Line filter on the word "pointer": copy each matching line from the entries.

[[ Recorded data, beginning ]]

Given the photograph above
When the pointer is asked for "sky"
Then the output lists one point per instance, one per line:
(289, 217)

[[ Recorded data, end ]]
[[ Recorded data, beginning ]]

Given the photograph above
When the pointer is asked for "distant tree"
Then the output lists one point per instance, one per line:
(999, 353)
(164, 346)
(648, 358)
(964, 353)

[[ Recorded data, end ]]

▶ **Output for this task**
When the pointer is asked for "sky"
When the pointer is asked for "distant tree"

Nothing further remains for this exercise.